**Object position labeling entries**
══════
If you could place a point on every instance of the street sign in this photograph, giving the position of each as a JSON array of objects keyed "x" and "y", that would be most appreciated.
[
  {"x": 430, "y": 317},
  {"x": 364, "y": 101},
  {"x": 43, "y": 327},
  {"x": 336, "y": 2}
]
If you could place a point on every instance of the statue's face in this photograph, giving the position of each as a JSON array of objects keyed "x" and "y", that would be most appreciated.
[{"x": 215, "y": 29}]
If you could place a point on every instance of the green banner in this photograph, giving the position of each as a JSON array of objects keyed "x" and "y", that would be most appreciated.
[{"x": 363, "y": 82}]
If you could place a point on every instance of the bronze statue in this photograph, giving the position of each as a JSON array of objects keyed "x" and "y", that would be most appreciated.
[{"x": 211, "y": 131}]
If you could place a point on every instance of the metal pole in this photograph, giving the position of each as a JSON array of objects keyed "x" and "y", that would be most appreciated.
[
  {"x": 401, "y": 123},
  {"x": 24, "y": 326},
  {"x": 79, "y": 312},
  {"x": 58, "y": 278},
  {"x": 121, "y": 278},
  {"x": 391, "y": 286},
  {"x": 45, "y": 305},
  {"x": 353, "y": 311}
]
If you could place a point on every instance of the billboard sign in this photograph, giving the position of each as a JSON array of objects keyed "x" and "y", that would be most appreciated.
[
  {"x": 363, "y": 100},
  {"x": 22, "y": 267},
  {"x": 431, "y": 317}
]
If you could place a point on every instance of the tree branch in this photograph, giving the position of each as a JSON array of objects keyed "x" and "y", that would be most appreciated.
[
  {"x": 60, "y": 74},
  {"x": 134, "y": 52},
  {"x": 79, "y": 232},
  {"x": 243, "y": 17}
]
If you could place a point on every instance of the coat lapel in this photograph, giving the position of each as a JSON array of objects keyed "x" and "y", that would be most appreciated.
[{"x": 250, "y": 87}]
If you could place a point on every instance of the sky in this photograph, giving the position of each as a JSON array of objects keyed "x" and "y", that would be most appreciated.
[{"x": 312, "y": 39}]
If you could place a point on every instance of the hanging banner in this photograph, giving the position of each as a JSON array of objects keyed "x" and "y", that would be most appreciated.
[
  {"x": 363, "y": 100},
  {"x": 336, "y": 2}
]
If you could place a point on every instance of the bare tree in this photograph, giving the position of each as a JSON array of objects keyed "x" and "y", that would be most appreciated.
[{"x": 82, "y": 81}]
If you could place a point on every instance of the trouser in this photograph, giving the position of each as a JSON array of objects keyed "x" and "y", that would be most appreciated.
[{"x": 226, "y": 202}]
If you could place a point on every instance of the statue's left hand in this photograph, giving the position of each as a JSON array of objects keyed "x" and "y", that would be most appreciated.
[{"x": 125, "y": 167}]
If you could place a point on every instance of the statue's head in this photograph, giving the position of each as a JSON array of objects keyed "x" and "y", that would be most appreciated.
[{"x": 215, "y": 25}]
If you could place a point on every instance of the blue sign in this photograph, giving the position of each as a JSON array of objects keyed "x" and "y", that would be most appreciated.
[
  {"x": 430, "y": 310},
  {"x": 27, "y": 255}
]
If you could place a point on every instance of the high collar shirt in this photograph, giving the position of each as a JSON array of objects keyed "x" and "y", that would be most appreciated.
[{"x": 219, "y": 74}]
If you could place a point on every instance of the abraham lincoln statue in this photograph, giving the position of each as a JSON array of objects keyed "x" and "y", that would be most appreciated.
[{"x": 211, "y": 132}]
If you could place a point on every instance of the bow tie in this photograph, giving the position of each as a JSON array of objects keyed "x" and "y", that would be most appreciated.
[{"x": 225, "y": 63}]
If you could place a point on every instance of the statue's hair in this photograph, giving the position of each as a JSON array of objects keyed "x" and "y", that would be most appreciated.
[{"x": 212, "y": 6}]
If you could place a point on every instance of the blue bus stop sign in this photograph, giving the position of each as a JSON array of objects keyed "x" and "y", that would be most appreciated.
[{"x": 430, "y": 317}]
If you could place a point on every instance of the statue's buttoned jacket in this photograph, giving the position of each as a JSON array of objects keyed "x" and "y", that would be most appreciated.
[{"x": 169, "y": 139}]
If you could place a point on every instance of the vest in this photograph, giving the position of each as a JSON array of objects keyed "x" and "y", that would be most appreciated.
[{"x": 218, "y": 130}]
══════
Replace "most appreciated" with "greatly appreciated" throughout the listing above, and leave every other part of the listing unchanged.

**Exercise answer**
If you could place a point on every instance of the street sign in this photograph, giving the position of each as a JSON array of objects keyed "x" and "y", that would be greatly appreciated.
[
  {"x": 430, "y": 317},
  {"x": 364, "y": 101},
  {"x": 43, "y": 327},
  {"x": 336, "y": 2}
]
If you could place a point on every instance of the statue's face in this photograph, giving the position of each as a JSON array of objects keyed "x" and "y", that would be greatly appreciated.
[{"x": 215, "y": 29}]
If you could place a point on every instance of the green banner in this photograph, giving the position of each as a JSON array of objects keyed "x" and "y", that would be greatly appreciated.
[{"x": 363, "y": 82}]
If you could place a point on every instance of the bronze statue in this photograph, giving the position of each as a JSON array of objects keyed "x" and "y", that would be greatly appreciated.
[{"x": 211, "y": 131}]
If you could place a point on every instance of the metal pole in this photograph, giving the position of each as a JSON array of objects keyed "x" and "y", that would be greatly appreciated.
[
  {"x": 401, "y": 123},
  {"x": 24, "y": 326},
  {"x": 79, "y": 312},
  {"x": 58, "y": 278},
  {"x": 121, "y": 278},
  {"x": 391, "y": 286},
  {"x": 45, "y": 305},
  {"x": 353, "y": 311}
]
If you could place a point on every instance of the billboard sign in this photograph, giving the position of each as a JSON array of objects keyed "x" and "y", that would be greatly appreciated.
[
  {"x": 363, "y": 100},
  {"x": 22, "y": 267},
  {"x": 431, "y": 317}
]
If you could place a point on every instance of the tree branch in this photograph, giving the position of each as a JSON array of objects keyed "x" and "y", that would be greatly appreciated.
[
  {"x": 60, "y": 74},
  {"x": 134, "y": 52},
  {"x": 79, "y": 232},
  {"x": 243, "y": 17}
]
If you could place a point on every instance of the coat lapel in this photograph, giving the position of each as a JSON array of objects keyed "x" and "y", that would be greatly appreciated.
[{"x": 250, "y": 87}]
If you could place a point on every instance of the sky in this photograph, giving the position of each as a JSON array of objects keyed "x" and "y", that would be greatly appreciated.
[{"x": 312, "y": 39}]
If you could place a point on every instance of the hanging banner in this photograph, giving the position of each as a JSON array of objects keyed "x" and "y", that would be greatly appreciated.
[
  {"x": 363, "y": 100},
  {"x": 336, "y": 2}
]
If you could place a point on every instance of the bare tree in this photograph, giving the position of each as a JSON array of objects keyed "x" and "y", that would be greatly appreciated.
[{"x": 82, "y": 81}]
If you could place a point on every instance of the trouser in this photograph, giving the position of each as a JSON array of objects keyed "x" and "y", that would be greatly appreciated.
[{"x": 226, "y": 202}]
If you could place a point on every instance of the statue's left hand in this photograph, giving the position of each as a JSON array of objects keyed "x" and "y", that would be greatly appreciated.
[{"x": 125, "y": 167}]
If you could place a point on every instance of the statue's head in this photograph, giving the position of each as a JSON array of objects keyed "x" and "y", that would be greatly appreciated.
[{"x": 215, "y": 25}]
If you could place a point on every instance of the blue sign in this photograph, giving the position of each as a JSON array of objects keyed "x" and "y", that would be greatly appreciated.
[
  {"x": 430, "y": 310},
  {"x": 27, "y": 255}
]
If you could place a point on every instance of the high collar shirt in this photograph, giving the position of each as a JSON array of objects keyed "x" and "y", that would be greatly appreciated.
[{"x": 219, "y": 74}]
If you could place a point on every instance of the abraham lincoln statue in this photograph, giving the position of each as a JSON array of objects keyed "x" and "y", that would be greatly appreciated.
[{"x": 211, "y": 132}]
If you could place a point on every instance of the bow tie in this photograph, giving the position of each as a JSON array of objects keyed "x" and "y", that would be greatly appreciated.
[{"x": 225, "y": 63}]
If you could place a point on every instance of the statue's hair in this photograph, giving the position of each as a JSON array of objects keyed "x" and "y", that would be greatly appreciated.
[{"x": 212, "y": 6}]
If you could place a point on every instance of the blue bus stop sign in this photograph, giving the position of each as a JSON array of objects keyed "x" and "y", that would be greatly appreciated.
[{"x": 430, "y": 317}]
If you could place a point on every instance of the statue's buttoned jacket in this photograph, giving the position of each as a JSON array of objects keyed "x" and "y", that would be greatly appreciated.
[{"x": 169, "y": 139}]
If you could place a point on every instance of the vest in this photograph, giving the position of each as a JSON array of objects keyed "x" and "y", that would be greatly appreciated.
[{"x": 218, "y": 130}]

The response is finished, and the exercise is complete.